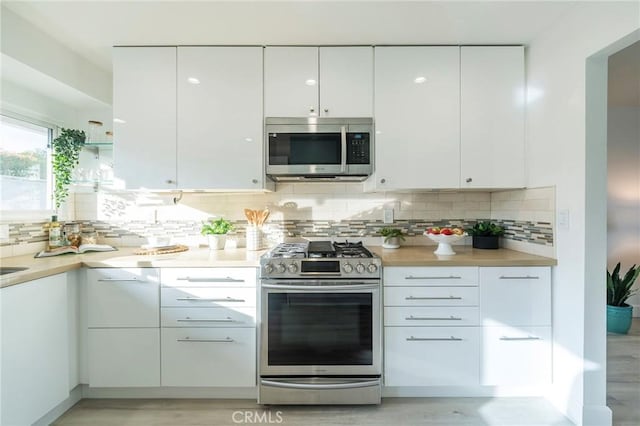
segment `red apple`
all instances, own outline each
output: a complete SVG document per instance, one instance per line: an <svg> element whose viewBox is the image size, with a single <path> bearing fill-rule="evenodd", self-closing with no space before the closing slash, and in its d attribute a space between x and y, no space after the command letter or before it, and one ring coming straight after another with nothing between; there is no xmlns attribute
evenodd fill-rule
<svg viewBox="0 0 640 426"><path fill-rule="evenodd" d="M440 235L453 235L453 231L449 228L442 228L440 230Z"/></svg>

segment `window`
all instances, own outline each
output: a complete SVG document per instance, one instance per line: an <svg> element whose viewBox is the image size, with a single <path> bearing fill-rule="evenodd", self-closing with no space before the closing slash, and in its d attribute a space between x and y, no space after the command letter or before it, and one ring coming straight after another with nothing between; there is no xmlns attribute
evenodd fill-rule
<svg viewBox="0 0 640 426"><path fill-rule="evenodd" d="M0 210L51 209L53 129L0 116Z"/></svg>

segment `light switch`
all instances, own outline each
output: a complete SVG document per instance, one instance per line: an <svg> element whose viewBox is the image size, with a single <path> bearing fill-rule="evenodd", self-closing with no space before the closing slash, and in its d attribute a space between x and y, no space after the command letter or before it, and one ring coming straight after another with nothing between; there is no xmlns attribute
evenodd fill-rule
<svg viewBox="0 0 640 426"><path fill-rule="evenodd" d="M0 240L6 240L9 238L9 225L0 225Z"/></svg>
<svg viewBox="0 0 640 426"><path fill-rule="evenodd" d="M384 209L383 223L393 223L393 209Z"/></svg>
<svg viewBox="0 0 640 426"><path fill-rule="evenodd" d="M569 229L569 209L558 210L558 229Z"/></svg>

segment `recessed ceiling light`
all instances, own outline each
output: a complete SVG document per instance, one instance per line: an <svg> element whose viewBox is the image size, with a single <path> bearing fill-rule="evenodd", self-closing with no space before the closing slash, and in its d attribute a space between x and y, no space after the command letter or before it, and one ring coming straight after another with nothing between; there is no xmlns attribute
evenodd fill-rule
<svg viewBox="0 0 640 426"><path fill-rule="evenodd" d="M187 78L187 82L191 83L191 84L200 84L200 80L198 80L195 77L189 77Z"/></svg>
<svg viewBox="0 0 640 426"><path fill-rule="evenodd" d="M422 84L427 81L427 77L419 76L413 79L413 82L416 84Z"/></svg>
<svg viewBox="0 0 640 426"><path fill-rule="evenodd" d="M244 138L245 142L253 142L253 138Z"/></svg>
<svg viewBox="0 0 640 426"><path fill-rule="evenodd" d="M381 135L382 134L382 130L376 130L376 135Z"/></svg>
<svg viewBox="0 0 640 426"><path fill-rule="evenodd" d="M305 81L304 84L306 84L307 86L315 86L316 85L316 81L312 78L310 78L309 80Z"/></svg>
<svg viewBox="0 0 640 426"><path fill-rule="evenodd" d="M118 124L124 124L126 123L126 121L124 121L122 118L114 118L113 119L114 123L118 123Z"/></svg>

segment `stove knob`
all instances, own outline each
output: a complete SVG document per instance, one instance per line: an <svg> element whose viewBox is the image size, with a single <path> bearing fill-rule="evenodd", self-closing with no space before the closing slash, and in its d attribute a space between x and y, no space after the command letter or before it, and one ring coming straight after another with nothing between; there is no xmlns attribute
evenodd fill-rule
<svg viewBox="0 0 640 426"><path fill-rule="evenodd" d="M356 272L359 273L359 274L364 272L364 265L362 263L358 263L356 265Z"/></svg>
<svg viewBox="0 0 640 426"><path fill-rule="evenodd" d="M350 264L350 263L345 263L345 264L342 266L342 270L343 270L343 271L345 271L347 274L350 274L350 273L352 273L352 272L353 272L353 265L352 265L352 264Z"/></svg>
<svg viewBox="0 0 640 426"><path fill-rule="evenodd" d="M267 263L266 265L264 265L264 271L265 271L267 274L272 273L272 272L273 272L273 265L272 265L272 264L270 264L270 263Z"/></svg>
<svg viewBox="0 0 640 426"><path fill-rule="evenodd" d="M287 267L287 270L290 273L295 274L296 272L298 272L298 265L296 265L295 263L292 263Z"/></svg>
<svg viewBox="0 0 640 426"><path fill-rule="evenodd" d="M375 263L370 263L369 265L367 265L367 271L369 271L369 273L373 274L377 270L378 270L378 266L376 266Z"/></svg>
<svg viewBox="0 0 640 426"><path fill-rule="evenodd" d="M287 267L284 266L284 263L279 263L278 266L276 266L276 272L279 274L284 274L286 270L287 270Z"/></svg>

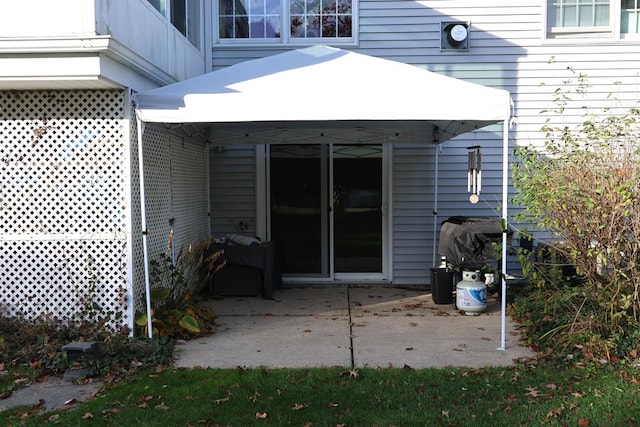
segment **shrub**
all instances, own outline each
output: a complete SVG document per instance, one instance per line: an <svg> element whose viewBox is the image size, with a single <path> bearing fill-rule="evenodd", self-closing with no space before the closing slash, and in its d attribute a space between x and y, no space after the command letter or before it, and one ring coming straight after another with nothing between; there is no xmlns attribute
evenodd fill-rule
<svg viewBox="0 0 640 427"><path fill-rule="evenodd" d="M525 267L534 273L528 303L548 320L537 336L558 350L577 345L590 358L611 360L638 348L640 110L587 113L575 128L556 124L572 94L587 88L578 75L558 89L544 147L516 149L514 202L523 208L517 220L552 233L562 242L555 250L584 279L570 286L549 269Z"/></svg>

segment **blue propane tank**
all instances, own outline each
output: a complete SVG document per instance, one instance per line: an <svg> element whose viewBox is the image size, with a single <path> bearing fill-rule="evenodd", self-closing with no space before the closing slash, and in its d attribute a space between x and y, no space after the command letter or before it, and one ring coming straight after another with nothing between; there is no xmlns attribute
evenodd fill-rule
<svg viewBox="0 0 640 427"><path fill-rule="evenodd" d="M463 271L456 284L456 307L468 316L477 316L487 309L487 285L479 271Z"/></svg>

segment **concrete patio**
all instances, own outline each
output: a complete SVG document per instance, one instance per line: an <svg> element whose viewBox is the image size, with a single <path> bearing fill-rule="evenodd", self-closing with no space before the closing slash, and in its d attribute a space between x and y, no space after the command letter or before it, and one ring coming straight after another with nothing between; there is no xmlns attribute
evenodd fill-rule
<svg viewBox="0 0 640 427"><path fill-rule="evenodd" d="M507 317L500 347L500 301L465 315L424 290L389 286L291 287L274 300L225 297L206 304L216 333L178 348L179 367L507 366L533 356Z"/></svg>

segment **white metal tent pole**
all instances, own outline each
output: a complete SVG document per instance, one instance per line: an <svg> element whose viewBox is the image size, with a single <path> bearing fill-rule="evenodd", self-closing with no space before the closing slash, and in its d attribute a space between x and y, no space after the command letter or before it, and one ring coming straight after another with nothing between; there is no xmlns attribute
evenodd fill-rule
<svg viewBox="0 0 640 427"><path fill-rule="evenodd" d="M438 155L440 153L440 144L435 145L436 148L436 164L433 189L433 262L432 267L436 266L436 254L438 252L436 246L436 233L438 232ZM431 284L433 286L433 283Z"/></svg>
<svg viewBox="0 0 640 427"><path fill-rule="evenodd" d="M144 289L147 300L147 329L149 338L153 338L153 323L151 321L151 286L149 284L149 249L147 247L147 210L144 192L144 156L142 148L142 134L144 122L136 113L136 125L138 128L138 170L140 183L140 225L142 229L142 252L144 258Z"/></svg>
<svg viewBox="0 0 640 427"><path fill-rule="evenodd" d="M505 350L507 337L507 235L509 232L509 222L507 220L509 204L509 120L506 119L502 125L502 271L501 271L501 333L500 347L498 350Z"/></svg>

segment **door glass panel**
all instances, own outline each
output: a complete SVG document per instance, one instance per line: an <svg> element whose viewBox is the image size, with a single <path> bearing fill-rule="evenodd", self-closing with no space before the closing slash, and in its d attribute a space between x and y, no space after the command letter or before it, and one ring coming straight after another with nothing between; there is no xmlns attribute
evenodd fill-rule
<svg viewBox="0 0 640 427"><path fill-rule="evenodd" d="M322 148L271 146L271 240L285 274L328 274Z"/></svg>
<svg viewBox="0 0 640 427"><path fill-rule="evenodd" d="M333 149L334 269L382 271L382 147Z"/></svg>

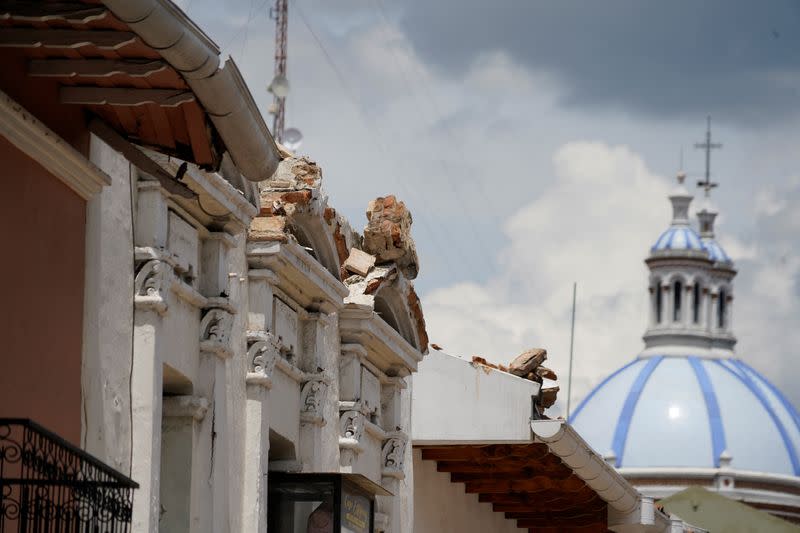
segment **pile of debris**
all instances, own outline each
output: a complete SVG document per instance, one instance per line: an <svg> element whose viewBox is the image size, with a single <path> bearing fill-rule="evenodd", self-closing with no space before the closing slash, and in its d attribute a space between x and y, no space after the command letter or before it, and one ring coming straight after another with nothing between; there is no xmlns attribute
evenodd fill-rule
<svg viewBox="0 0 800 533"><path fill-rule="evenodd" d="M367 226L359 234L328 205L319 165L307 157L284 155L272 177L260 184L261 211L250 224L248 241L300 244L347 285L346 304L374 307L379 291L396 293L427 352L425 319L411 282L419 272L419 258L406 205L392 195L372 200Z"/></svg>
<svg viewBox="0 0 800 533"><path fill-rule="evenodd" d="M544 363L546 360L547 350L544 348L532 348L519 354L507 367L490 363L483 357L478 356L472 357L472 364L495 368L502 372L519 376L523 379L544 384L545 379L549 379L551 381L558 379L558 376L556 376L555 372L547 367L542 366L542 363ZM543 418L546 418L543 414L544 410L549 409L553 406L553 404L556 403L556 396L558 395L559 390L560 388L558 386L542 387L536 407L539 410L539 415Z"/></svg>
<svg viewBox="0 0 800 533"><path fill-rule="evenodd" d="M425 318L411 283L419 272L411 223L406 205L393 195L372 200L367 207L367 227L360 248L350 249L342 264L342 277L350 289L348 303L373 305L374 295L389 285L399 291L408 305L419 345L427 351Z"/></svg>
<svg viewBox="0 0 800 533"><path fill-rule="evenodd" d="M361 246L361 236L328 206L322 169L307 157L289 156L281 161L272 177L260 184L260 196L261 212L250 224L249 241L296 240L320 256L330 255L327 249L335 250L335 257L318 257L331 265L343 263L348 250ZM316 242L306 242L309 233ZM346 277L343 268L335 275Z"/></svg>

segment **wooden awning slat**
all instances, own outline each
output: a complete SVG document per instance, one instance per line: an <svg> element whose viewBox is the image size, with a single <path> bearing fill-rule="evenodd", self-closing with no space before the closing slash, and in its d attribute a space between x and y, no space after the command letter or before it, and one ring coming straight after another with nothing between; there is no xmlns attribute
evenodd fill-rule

---+---

__The task__. Look through the entries above, and wherever a line holds the word "segment", copy it.

__Response to the task__.
segment `red apple`
segment `window`
segment `light switch`
segment `recessed ceiling light`
segment `stove knob`
segment **shrub**
segment **blue propane tank**
segment **concrete patio**
segment **white metal tent pole**
segment **door glass panel**
segment **pile of debris**
segment **wooden awning slat**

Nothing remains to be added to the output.